● **Exercise goal**
From the first line of the material through the line that holds "box: [198, 356, 358, 407]", repeat each line exactly and skip any picture.

*** Opening Given data ***

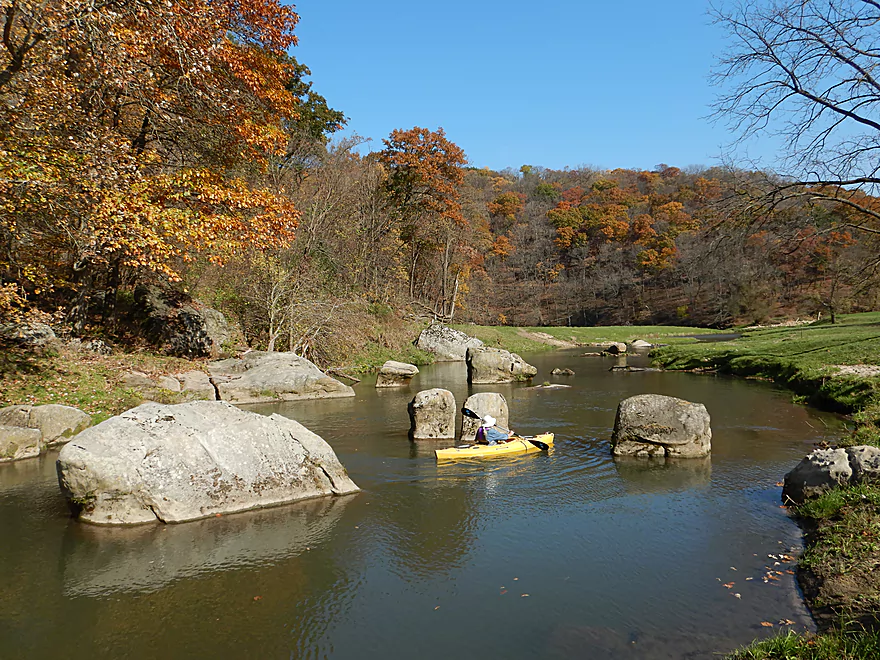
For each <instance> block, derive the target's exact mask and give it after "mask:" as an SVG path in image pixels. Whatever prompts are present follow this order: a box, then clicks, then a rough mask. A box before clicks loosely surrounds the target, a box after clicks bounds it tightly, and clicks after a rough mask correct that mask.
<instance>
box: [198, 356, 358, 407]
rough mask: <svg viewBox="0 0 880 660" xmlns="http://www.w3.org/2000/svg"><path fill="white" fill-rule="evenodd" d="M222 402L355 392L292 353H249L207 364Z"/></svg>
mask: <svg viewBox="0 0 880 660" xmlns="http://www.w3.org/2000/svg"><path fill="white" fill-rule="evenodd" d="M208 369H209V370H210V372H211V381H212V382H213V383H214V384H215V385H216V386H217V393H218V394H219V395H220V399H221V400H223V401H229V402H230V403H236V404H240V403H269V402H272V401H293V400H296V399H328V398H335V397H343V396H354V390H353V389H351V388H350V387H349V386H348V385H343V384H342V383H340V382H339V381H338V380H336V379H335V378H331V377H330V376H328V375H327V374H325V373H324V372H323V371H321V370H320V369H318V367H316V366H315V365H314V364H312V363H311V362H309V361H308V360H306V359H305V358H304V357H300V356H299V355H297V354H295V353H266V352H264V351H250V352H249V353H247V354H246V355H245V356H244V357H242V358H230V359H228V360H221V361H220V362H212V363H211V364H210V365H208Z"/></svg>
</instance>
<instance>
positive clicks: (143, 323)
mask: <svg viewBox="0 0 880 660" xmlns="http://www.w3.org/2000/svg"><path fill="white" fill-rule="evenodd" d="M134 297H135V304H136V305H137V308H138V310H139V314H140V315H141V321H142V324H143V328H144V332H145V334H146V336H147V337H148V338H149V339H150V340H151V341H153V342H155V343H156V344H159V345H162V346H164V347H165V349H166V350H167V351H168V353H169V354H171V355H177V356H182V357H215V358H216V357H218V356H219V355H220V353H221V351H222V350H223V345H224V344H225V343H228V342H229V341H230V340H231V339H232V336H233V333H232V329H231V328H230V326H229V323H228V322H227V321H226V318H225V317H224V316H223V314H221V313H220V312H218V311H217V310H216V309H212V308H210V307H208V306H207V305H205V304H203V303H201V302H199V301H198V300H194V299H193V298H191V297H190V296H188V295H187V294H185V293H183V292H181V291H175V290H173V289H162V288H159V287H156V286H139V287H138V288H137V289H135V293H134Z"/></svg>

*** Closing Given data ***

● **Task solution**
For each <instance> block, derive the target's exact mask and give it after "mask:" as an SVG path in image pixels. Whatever prompts are present follow this order: a box, then clicks, then a rough mask. A box before clicks loosely surrounds the target, a box after clicks bounds it tightly, and clicks after a rough mask correct that mask.
<instance>
box: [198, 356, 358, 407]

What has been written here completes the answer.